▸ Task goal
Rewrite the part of the records that opens at their start and closes with the line containing "box: [13, 253, 74, 300]" as a numbered list, skipping blank lines and leaving out the pictures.
======== Data for the task
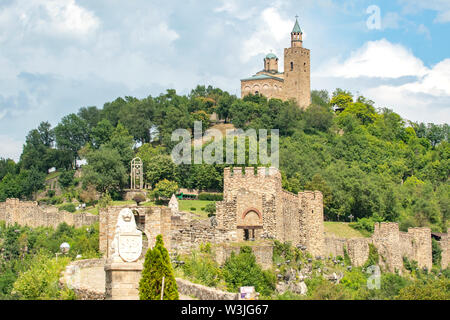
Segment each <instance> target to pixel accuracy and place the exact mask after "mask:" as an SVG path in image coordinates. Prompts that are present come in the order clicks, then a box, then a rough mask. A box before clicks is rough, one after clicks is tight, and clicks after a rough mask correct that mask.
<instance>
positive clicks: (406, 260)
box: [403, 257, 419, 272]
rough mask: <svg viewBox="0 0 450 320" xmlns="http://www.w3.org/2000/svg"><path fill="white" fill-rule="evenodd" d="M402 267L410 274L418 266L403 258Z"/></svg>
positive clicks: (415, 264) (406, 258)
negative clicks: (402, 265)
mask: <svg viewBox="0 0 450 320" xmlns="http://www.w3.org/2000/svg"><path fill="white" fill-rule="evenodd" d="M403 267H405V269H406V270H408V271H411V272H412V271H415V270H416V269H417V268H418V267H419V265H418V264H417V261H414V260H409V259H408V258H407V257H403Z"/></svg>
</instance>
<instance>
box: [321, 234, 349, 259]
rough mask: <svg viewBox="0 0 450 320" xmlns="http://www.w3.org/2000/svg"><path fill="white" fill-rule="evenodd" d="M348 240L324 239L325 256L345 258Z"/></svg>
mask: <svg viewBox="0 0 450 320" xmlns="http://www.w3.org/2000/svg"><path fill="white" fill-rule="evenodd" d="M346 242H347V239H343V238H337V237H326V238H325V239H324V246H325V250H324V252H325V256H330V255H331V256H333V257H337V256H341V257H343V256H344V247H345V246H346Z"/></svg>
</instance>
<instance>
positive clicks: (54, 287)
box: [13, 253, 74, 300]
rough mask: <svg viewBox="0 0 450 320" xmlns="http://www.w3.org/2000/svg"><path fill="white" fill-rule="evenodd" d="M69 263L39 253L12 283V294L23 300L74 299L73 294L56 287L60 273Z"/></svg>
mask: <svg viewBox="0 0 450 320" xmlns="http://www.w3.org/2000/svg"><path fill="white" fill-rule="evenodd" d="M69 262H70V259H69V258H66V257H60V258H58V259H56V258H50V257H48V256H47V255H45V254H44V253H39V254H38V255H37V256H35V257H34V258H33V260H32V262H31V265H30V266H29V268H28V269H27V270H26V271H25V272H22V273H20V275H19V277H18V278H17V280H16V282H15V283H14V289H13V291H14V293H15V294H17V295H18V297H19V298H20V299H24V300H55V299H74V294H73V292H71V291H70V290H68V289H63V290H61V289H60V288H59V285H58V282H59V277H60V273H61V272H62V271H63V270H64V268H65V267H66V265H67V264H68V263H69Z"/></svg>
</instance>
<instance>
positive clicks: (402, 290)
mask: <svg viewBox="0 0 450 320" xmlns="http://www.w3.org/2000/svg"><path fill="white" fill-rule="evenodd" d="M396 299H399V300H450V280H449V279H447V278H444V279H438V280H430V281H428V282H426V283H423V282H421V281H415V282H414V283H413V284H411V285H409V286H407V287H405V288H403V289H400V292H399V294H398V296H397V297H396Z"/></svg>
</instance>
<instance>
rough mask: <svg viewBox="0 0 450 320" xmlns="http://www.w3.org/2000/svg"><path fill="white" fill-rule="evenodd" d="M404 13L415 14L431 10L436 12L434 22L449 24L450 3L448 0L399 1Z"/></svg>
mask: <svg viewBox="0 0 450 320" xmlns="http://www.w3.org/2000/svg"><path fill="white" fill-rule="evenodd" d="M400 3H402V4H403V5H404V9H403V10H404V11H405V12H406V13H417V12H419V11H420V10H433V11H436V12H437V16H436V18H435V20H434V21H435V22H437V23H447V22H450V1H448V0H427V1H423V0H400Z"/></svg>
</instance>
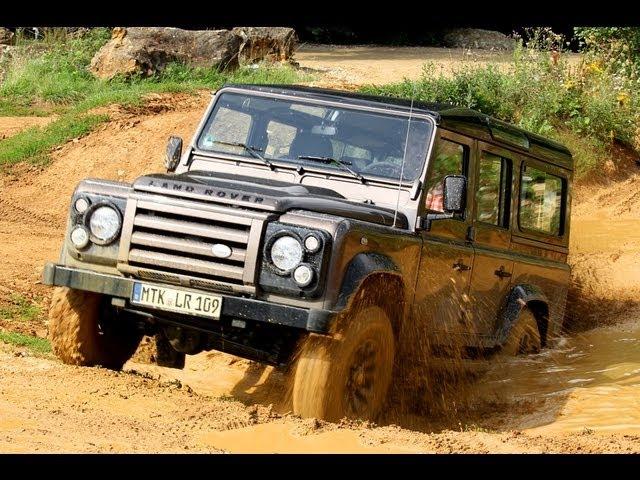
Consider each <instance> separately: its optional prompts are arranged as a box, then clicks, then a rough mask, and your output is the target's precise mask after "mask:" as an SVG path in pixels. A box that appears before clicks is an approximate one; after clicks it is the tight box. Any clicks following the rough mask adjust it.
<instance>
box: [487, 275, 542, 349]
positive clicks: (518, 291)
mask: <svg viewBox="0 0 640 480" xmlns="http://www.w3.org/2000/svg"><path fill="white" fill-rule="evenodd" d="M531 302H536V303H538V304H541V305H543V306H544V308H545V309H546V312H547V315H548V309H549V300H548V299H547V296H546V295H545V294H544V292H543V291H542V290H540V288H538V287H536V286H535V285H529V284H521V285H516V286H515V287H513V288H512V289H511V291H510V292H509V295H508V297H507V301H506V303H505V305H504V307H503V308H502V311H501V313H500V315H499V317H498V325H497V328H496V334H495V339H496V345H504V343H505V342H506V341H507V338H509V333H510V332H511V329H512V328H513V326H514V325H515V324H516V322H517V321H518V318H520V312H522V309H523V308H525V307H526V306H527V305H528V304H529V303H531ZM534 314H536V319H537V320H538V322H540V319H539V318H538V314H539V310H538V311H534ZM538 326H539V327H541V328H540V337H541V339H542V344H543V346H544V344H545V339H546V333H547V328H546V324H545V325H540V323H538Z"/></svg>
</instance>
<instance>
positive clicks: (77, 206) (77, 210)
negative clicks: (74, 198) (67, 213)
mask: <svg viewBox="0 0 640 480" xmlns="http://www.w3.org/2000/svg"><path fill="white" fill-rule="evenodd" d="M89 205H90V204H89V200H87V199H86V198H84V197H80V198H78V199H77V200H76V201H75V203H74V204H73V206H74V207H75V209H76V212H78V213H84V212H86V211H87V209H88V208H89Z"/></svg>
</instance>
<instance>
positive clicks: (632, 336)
================
▸ Answer space
1. Segment each <instance> target to pixel accuracy and place the exact mask after "mask:" as an SVG path in image coordinates. Prompts that are present come in the order clicks, then a box, then a rough mask. A box before clicks is rough, one after clicks is tight, and clicks after a rough mask correct that mask.
2. <instance>
3. positive clicks: (406, 260)
4. box: [403, 257, 419, 272]
5. rough mask: <svg viewBox="0 0 450 320" xmlns="http://www.w3.org/2000/svg"><path fill="white" fill-rule="evenodd" d="M402 267L410 274L418 266L403 258Z"/></svg>
6. positive clicks: (415, 264) (406, 258)
7. negative clicks: (402, 265)
8. mask: <svg viewBox="0 0 450 320" xmlns="http://www.w3.org/2000/svg"><path fill="white" fill-rule="evenodd" d="M403 267H405V269H406V270H408V271H411V272H412V271H415V270H416V269H417V268H418V267H419V265H418V264H417V261H414V260H409V259H408V258H407V257H403Z"/></svg>
9. </instance>
10. <instance>
11. box: [321, 234, 349, 259]
12. rough mask: <svg viewBox="0 0 450 320" xmlns="http://www.w3.org/2000/svg"><path fill="white" fill-rule="evenodd" d="M348 240L324 239L325 256L345 258Z"/></svg>
13. mask: <svg viewBox="0 0 450 320" xmlns="http://www.w3.org/2000/svg"><path fill="white" fill-rule="evenodd" d="M346 242H347V239H343V238H337V237H326V238H325V239H324V246H325V250H324V252H325V256H330V255H331V256H333V257H337V256H341V257H343V256H344V247H345V246H346Z"/></svg>
14. </instance>
15. <instance>
16. positive clicks: (54, 287)
17. box: [13, 253, 74, 300]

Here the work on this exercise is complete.